##### Input

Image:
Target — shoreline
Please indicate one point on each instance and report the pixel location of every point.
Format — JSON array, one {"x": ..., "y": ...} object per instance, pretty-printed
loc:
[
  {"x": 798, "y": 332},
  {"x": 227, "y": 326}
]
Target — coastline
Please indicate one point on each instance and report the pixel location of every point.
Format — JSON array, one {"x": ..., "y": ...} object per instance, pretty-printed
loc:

##########

*What is needed*: The task calls for all the records above to be repeated exactly.

*Response to the exercise*:
Image:
Target — shoreline
Please indicate one point on each instance and report the pixel location of every point.
Format — JSON array, one {"x": ..., "y": ...} object per instance, pretty-printed
loc:
[
  {"x": 798, "y": 332},
  {"x": 227, "y": 326}
]
Target — coastline
Please indicate one point on each instance and report the pixel location of every point.
Format — JSON array, one {"x": ..., "y": ...} object per instance, pretty-printed
loc:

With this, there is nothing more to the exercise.